===== SOURCE PASSAGE

> The system introduces an "amplification" phase where s-expressions are transformed to C code before a traditional build system runs.
In other words, this is a compiler.
At this point I have to say what I always say: Don't compile to C. You will spend forever eliminating undefined behavior, the debugging experience will be bad because you don't have direct control over the DWARF DIEs, your compilation will be slower for no reason, you will not be able to add custom metadata to be consumed by optimization passes (for example, aliasing passes), you won't have access to special instructions like LLVM add nuw/nsw, etc.
Virtually all languages I know of that started out compiling to C stopped doing it at some point in their development, for one or more of the above reasons. Skip the major technical overhaul you're going to inevitably have to do and just build LLVM IR from the beginning. The LLVM API is excellent, so it ends up being less work to begin with.
> You will spend forever eliminating undefined behavior.
Wrong. You can build an abstraction layer above C code-generator which makes sure undefined C code doesn't get generated.
> the debugging experience will be bad because you don't have direct control over the DWARF DIEs.
Nope. Once you have generated C code, you debug your C code with gdb or whatever is available. No problems there.
> your compilation will be slower for no reason
Nope. C compilation is about an order of magnitude faster than C++ compilation.
> you will not be able to add custom metadata to be consumed by optimization passes
Does that mean the clang project asks C/C++ programmers to insert custom metadata into their C/C++ source files to give hints to clang?

==========
===== DATA SHOWN

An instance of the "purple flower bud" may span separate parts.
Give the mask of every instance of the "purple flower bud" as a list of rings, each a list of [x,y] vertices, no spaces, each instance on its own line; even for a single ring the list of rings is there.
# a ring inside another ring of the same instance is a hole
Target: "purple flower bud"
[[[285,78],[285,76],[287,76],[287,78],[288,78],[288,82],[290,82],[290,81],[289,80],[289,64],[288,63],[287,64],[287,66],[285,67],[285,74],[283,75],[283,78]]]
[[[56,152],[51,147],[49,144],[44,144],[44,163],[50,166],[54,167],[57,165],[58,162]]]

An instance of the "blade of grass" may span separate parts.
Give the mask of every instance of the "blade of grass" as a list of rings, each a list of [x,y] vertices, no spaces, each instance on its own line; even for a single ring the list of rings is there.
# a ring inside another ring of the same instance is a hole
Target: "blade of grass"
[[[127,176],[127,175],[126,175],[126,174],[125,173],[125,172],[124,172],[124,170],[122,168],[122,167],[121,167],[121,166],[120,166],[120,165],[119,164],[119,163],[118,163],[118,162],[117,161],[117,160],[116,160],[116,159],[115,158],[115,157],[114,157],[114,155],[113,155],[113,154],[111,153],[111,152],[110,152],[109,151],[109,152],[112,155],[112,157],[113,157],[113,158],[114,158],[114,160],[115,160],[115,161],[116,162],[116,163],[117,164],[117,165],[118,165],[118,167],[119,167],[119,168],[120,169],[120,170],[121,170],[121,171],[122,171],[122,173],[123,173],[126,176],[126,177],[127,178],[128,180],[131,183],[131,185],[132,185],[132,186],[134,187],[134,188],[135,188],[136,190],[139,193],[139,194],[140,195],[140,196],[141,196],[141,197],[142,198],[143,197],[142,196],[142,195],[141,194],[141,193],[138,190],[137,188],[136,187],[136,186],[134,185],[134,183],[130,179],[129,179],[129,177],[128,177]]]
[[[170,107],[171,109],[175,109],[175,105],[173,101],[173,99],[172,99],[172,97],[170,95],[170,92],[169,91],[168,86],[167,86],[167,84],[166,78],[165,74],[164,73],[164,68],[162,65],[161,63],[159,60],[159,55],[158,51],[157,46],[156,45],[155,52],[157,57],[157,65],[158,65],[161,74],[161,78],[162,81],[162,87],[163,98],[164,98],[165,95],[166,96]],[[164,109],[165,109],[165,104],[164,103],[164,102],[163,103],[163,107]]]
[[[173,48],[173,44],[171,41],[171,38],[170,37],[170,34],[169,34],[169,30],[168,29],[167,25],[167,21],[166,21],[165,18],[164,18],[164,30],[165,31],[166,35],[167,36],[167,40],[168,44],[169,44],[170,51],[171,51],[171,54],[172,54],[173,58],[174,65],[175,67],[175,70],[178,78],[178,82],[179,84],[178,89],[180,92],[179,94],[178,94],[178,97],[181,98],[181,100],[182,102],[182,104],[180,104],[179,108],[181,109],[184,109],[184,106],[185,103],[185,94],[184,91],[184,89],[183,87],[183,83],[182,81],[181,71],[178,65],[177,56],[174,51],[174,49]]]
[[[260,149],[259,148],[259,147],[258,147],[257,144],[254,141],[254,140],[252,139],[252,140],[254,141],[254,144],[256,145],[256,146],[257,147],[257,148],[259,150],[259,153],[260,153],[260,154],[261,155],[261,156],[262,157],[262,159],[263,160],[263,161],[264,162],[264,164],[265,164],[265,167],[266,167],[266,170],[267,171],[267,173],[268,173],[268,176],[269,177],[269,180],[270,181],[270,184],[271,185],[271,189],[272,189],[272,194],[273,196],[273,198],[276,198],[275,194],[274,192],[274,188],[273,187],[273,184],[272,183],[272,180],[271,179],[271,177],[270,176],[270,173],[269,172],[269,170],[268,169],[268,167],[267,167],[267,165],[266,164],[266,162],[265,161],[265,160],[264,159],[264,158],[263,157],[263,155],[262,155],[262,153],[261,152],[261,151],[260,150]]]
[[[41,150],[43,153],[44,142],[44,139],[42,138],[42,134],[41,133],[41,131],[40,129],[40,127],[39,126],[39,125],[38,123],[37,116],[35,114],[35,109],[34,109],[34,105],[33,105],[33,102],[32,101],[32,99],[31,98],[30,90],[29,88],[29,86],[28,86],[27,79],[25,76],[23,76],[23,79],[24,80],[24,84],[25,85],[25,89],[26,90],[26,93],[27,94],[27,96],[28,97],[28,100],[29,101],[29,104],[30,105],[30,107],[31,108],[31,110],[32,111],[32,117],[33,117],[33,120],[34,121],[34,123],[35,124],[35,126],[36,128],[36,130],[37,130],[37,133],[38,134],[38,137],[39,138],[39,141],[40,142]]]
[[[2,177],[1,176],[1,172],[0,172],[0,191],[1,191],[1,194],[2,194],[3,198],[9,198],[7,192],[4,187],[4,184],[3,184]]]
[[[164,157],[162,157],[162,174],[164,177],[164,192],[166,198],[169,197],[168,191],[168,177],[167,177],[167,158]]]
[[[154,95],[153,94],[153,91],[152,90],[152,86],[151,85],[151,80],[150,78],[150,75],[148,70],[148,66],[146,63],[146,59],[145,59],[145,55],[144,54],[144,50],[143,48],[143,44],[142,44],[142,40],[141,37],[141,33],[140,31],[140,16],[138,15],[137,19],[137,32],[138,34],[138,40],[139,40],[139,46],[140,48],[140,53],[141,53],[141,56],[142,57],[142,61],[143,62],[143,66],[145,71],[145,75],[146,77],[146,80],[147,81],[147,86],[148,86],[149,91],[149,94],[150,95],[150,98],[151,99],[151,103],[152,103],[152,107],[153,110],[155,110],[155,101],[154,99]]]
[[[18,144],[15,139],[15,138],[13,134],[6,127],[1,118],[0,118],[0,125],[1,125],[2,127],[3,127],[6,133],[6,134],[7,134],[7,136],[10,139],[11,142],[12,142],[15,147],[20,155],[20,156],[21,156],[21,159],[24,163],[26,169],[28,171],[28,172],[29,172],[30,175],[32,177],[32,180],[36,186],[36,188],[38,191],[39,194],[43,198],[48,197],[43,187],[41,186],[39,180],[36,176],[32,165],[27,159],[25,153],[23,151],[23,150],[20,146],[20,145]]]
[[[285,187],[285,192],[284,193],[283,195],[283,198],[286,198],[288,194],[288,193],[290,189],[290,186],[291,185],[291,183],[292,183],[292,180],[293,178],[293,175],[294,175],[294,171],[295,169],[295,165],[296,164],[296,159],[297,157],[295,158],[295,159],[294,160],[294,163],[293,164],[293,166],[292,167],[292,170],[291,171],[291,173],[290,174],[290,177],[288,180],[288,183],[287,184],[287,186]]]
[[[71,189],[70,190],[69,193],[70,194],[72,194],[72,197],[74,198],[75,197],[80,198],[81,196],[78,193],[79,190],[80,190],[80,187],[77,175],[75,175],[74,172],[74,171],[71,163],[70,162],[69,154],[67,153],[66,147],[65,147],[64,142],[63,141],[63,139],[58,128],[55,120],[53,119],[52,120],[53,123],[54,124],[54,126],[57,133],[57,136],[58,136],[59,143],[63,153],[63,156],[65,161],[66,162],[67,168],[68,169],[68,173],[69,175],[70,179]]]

==========

WHAT IS REQUIRED: Print the full forum discussion on compiling to C, word for word and without changes. The lines play no part in this work.

FINAL ANSWER:
> The system introduces an "amplification" phase where s-expressions are transformed to C code before a traditional build system runs.
In other words, this is a compiler.
At this point I have to say what I always say: Don't compile to C. You will spend forever eliminating undefined behavior, the debugging experience will be bad because you don't have direct control over the DWARF DIEs, your compilation will be slower for no reason, you will not be able to add custom metadata to be consumed by optimization passes (for example, aliasing passes), you won't have access to special instructions like LLVM add nuw/nsw, etc.
Virtually all languages I know of that started out compiling to C stopped doing it at some point in their development, for one or more of the above reasons. Skip the major technical overhaul you're going to inevitably have to do and just build LLVM IR from the beginning. The LLVM API is excellent, so it ends up being less work to begin with.
> You will spend forever eliminating undefined behavior.
Wrong. You can build an abstraction layer above C code-generator which makes sure undefined C code doesn't get generated.
> the debugging experience will be bad because you don't have direct control over the DWARF DIEs.
Nope. Once you have generated C code, you debug your C code with gdb or whatever is available. No problems there.
> your compilation will be slower for no reason
Nope. C compilation is about an order of magnitude faster than C++ compilation.
> you will not be able to add custom metadata to be consumed by optimization passes
Does that mean the clang project asks C/C++ programmers to insert custom metadata into their C/C++ source files to give hints to clang?